§ FRAGMENTO DEL TEXTO
****************

Audiencia general 4 de abril de 1979
JUAN PABLO II
AUDIENCIA GENERAL
Miércoles 4 de abril de 1979
Solidaridad universal y fraternidad cristiana
Hermanas y hermanos queridísimos:
1. Deseo volver una vez más a los temas de nuestras tres meditaciones cuaresmales: oración, ayuno y limosna, y sobre todo a esta última. Si la oración, el ayuno y la limosna forman nuestra conversión a Dios, conversión que se expresa de modo más exacto con el término griego metánoia, si constituyen el tema principal de la liturgia cuaresmal, un estudio penetrante de esta liturgia nos persuade que la limosna ocupa en ella un puesto particular. Tratamos de explicarlo brevemente el miércoles pasado, recurriendo a la enseñanza de Cristo y de los Profetas del Antiguo Testamento, que tiene resonancias frecuentes en la liturgia cuaresmal.
Pero es necesario actualizar este tema, traducirlo, por así decir, no sólo a un lenguaje de términos modernos, sino también al lenguaje de la actual realidad humana: interior y social a la vez. ¿Cómo se refieren a la realidad actual las palabras pronunciadas hace miles de años, en un contexto histórico-social completamente diverso, palabras dirigidas a hombres de una mentalidad tan distinta de la de hoy? ¿Cómo es posible, pues, aplicarlas a nosotros mismos? ¿A qué puntos neurálgicos de nuestra injusticia actual, de las iniquidades humanas, de las muchas desigualdades que no han desaparecido ciertamente de la vida de la humanidad aunque tantas veces la palabra de orden igualdad se haya escoto en varias banderas deben afectar estas palabras?
Resuenan con fuerza insólita las palabras discretas de Cristo dirigidas un día al apóstol traidor: Pobres siempre los tenéis con vosotros, pero a mí no me tenéis siempre (Jn 12, 8).
Siempre tendréis pobres entre vosotros. Después del abismo de esta palabra, ningún hombre ha podido decir jamás qué es la pobreza. (...). Cuando se pregunta a Dios, responde que precisamente Él es el Pobre: Ego sum pauper (Léon Bloy, La femme pauvre, II, 1, Mercure de France, 1948).
2. La llamada a la penitencia, a la conversión significa llamada a la apertura interior hacia los otros. Nada puede sustituir a esta llamada ni en la historia de la Iglesia, ni en la del hombre. Esta llamada tiene destinos infinitos. Se dirige a cada uno de los hombres y se dirige a cada uno por motivos propios. Cada uno, pues, debe mirarse en los dos aspectos del destino de esta llamada. Cristo exige de mí una apertura hacia el otro. Pero, ¿hacia qué otro? ¡Hacia el que está aquí, en este momento! No se puede aplazar esta llamada de Cristo a un momento indefinido, en el que aparecerá el mendigo calificado y tenderá la mano.

****************

§ FILAS PROPORCIONADAS
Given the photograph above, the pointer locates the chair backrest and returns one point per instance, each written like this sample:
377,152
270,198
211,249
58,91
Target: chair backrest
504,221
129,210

****************

§ LO QUE SE PIDE
Indica cuáles son los tres temas de las meditaciones cuaresmales que se retoman en la audiencia general.

§ TAREA RESUELTA
Oración, ayuno y limosna.